### The problem
Output each line of the records below as a numbered list, skipping any blank lines and leaving out the pictures.

### Material provided
--*--
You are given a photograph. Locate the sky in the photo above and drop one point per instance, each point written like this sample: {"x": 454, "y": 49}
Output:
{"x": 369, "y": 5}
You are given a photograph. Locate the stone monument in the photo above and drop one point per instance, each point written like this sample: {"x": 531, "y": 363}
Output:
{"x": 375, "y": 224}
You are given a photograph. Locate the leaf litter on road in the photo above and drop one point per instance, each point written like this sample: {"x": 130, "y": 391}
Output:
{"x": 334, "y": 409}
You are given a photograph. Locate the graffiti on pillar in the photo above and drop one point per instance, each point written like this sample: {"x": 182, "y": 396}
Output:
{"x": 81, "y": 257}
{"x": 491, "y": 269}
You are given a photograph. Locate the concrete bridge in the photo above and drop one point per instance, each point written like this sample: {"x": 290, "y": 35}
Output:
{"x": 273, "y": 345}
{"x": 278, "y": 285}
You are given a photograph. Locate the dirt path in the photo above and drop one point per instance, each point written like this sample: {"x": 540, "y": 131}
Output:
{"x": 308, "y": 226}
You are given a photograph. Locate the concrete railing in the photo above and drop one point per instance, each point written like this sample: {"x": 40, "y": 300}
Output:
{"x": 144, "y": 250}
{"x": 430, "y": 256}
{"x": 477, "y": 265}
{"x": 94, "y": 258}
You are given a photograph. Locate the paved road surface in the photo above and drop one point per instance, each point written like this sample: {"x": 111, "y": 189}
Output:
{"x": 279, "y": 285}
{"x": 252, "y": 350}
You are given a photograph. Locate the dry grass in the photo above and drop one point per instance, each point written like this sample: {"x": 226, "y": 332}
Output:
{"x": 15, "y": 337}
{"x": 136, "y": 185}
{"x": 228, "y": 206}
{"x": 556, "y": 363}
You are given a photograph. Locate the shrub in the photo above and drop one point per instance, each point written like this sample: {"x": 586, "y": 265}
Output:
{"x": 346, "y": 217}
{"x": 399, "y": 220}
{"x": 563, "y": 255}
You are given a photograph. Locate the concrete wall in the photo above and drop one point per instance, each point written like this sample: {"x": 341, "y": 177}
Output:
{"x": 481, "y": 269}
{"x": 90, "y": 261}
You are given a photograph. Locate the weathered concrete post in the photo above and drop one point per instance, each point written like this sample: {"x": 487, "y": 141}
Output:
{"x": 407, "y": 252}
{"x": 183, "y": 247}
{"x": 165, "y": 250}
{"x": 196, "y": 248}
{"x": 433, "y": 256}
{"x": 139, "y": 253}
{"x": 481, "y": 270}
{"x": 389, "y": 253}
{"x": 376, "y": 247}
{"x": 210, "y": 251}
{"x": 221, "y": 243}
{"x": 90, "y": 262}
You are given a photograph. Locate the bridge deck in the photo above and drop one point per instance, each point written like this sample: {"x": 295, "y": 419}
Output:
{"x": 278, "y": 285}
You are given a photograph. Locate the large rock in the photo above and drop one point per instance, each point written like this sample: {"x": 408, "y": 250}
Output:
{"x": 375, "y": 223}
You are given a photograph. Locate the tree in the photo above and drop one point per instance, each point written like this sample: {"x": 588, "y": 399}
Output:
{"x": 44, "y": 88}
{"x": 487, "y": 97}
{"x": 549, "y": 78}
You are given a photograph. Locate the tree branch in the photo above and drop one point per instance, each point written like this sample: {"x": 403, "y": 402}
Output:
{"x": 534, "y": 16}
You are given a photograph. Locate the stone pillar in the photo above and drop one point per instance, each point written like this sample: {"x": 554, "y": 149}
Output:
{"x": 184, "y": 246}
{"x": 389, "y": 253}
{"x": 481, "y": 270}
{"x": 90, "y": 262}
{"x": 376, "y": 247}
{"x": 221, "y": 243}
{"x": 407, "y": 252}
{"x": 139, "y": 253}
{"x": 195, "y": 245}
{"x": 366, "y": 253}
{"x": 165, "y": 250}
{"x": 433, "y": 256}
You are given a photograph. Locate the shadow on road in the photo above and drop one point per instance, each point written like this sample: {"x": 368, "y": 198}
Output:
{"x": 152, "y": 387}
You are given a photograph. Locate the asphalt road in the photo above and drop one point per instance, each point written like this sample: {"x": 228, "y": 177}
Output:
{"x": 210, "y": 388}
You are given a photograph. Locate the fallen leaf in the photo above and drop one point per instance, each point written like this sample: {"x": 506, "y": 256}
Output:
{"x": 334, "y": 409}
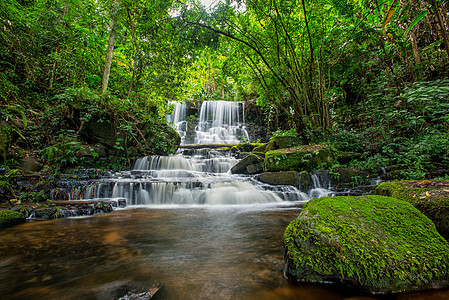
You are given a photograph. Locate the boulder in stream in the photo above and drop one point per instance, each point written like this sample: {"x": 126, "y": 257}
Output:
{"x": 250, "y": 164}
{"x": 301, "y": 158}
{"x": 283, "y": 178}
{"x": 375, "y": 243}
{"x": 431, "y": 197}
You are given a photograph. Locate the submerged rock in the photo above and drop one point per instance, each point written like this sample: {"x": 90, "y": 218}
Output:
{"x": 431, "y": 197}
{"x": 378, "y": 244}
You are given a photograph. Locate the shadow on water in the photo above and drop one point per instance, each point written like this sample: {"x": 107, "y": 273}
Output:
{"x": 197, "y": 253}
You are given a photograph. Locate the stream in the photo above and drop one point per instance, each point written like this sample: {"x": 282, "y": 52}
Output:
{"x": 189, "y": 225}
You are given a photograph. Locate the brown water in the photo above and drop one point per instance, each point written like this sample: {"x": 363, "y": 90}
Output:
{"x": 197, "y": 253}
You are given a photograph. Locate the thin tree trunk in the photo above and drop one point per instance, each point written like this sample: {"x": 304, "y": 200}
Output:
{"x": 415, "y": 48}
{"x": 135, "y": 51}
{"x": 110, "y": 51}
{"x": 442, "y": 26}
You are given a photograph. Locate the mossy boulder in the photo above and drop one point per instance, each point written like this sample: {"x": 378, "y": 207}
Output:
{"x": 378, "y": 244}
{"x": 431, "y": 197}
{"x": 262, "y": 148}
{"x": 302, "y": 158}
{"x": 9, "y": 218}
{"x": 282, "y": 178}
{"x": 282, "y": 142}
{"x": 244, "y": 165}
--*--
### Solution for this task
1. You are given a photograph. Locate the sky in the photo above and drop one point per instance, each point written like this sample: {"x": 454, "y": 49}
2. Output:
3. {"x": 369, "y": 5}
4. You are given a photograph. Locate the stone monument in the photo above and drop one point per instance, each point written like this sample: {"x": 531, "y": 363}
5. Output:
6. {"x": 375, "y": 224}
7. You are given a photograph. Locate the leaf litter on road in the photo above and drop one point per instance, each point written like this sample: {"x": 130, "y": 391}
8. Output:
9. {"x": 334, "y": 409}
10. You are given a photograph. Locate the graffiti on pillar in the photo above and drop one point per instance, each point written like this sample: {"x": 182, "y": 396}
11. Output:
12. {"x": 81, "y": 257}
13. {"x": 491, "y": 269}
14. You are given a photograph. Locate the concrete bridge in the photo above and drop one point per instance, each point written like this sample: {"x": 290, "y": 35}
15. Output:
16. {"x": 273, "y": 345}
17. {"x": 278, "y": 285}
18. You are given a photograph. Locate the dirt path in the photo above and drop one point per instance, each point written like this sample: {"x": 540, "y": 131}
19. Output:
20. {"x": 308, "y": 226}
21. You are given a photograph. Locate the concrete railing in the photo above and drop one point per instance, each point written like this sample: {"x": 40, "y": 300}
22. Output:
23. {"x": 144, "y": 250}
24. {"x": 430, "y": 256}
25. {"x": 477, "y": 265}
26. {"x": 94, "y": 258}
27. You are given a photograph. Locate the paved road surface in the photo above and drop one point per instance, each point written like this sample: {"x": 111, "y": 189}
28. Output:
29. {"x": 279, "y": 285}
30. {"x": 252, "y": 350}
31. You are given a photograph. Locate the dry grass in the photo above and drop one point per instance, each point written like this sample: {"x": 226, "y": 332}
32. Output:
33. {"x": 15, "y": 337}
34. {"x": 136, "y": 185}
35. {"x": 228, "y": 206}
36. {"x": 556, "y": 363}
37. You are given a photograph. Locate the shrub in the photo above and drop one point per instance, each point written like this sample: {"x": 586, "y": 265}
38. Output:
39. {"x": 346, "y": 217}
40. {"x": 399, "y": 220}
41. {"x": 563, "y": 255}
42. You are given a photograph. Locate the concrete wall in the photo above and drop one point per instance, each point written like this sample: {"x": 341, "y": 177}
43. Output:
44. {"x": 481, "y": 269}
45. {"x": 90, "y": 261}
46. You are given a photograph. Locate the weathered concrete post in the photo above and drop one point per instance, each point written like this sample: {"x": 487, "y": 141}
47. Output:
48. {"x": 407, "y": 252}
49. {"x": 183, "y": 247}
50. {"x": 165, "y": 250}
51. {"x": 196, "y": 248}
52. {"x": 433, "y": 256}
53. {"x": 139, "y": 253}
54. {"x": 481, "y": 270}
55. {"x": 389, "y": 253}
56. {"x": 376, "y": 247}
57. {"x": 210, "y": 251}
58. {"x": 221, "y": 243}
59. {"x": 90, "y": 262}
60. You are given a photograph. Locate the bridge deck in the photo above and drop one point per instance, each point written like this sample: {"x": 295, "y": 419}
61. Output:
62. {"x": 278, "y": 285}
63. You are given a photograph. Locate the large rock in the photo above and drop one point per instance, each point written like this sample: {"x": 408, "y": 250}
64. Output:
65. {"x": 375, "y": 223}
66. You are given a photograph. Locate the tree in the photo above and drop one point per instance, each point written like this sample: {"x": 588, "y": 399}
67. Output:
68. {"x": 44, "y": 88}
69. {"x": 487, "y": 97}
70. {"x": 549, "y": 78}
71. You are given a photograph. Locate the tree branch in the photo above and drop one point per instance, each point written like this sample: {"x": 403, "y": 402}
72. Output:
73. {"x": 534, "y": 16}
74. You are given a photograph. Locate the stone pillar in the photo above and drop one point per instance, each point written like this sample: {"x": 554, "y": 149}
75. Output:
76. {"x": 184, "y": 246}
77. {"x": 389, "y": 253}
78. {"x": 481, "y": 270}
79. {"x": 90, "y": 262}
80. {"x": 376, "y": 247}
81. {"x": 221, "y": 243}
82. {"x": 407, "y": 252}
83. {"x": 139, "y": 253}
84. {"x": 195, "y": 245}
85. {"x": 366, "y": 253}
86. {"x": 165, "y": 250}
87. {"x": 433, "y": 256}
88. You are given a photograph. Locate the shadow on road in the photo above and drop one point per instance, each point written like this sample: {"x": 368, "y": 198}
89. Output:
90. {"x": 152, "y": 387}
91. You are given a photograph. Locate the asphalt road in the photo above and drop one point per instance, each point written like this sample: {"x": 228, "y": 177}
92. Output:
93. {"x": 210, "y": 388}
94. You are given a photograph. Locate the fallen leaf in the photo above and drop one point per instance, each point written like this sample: {"x": 506, "y": 256}
95. Output:
96. {"x": 334, "y": 409}
97. You are given a photograph. Locate the boulder in stream in the photo above and drop one point per instance, each point written like this sample: {"x": 126, "y": 257}
98. Output:
99. {"x": 250, "y": 164}
100. {"x": 301, "y": 158}
101. {"x": 283, "y": 178}
102. {"x": 375, "y": 243}
103. {"x": 431, "y": 197}
104. You are given a photograph. Locate the submerged rock in the photo above and drop one point per instance, each point written like this sample: {"x": 90, "y": 218}
105. Output:
106. {"x": 431, "y": 197}
107. {"x": 378, "y": 244}
108. You are given a photograph. Locate the shadow on water in the photo above and drop one point per instance, each point written like this sample: {"x": 107, "y": 273}
109. Output:
110. {"x": 197, "y": 253}
111. You are given a photograph. Locate the stream in the photo above and drop one point per instance, each point written like this sample: {"x": 282, "y": 52}
112. Output:
113. {"x": 189, "y": 225}
114. You are given a photograph. Locate the brown water in the photo above and drop one point per instance, each point written like this sample: {"x": 363, "y": 90}
115. Output:
116. {"x": 197, "y": 253}
117. You are given a photograph. Locate the thin tree trunk in the photo above and drop one point per instance, each point written like this sample: {"x": 304, "y": 200}
118. Output:
119. {"x": 415, "y": 48}
120. {"x": 135, "y": 51}
121. {"x": 110, "y": 51}
122. {"x": 442, "y": 26}
123. You are given a photograph. Locate the mossy boulder in the photo above and drop one point per instance, each point written like this sample: {"x": 378, "y": 207}
124. Output:
125. {"x": 378, "y": 244}
126. {"x": 431, "y": 197}
127. {"x": 262, "y": 148}
128. {"x": 302, "y": 158}
129. {"x": 9, "y": 218}
130. {"x": 282, "y": 178}
131. {"x": 282, "y": 142}
132. {"x": 244, "y": 165}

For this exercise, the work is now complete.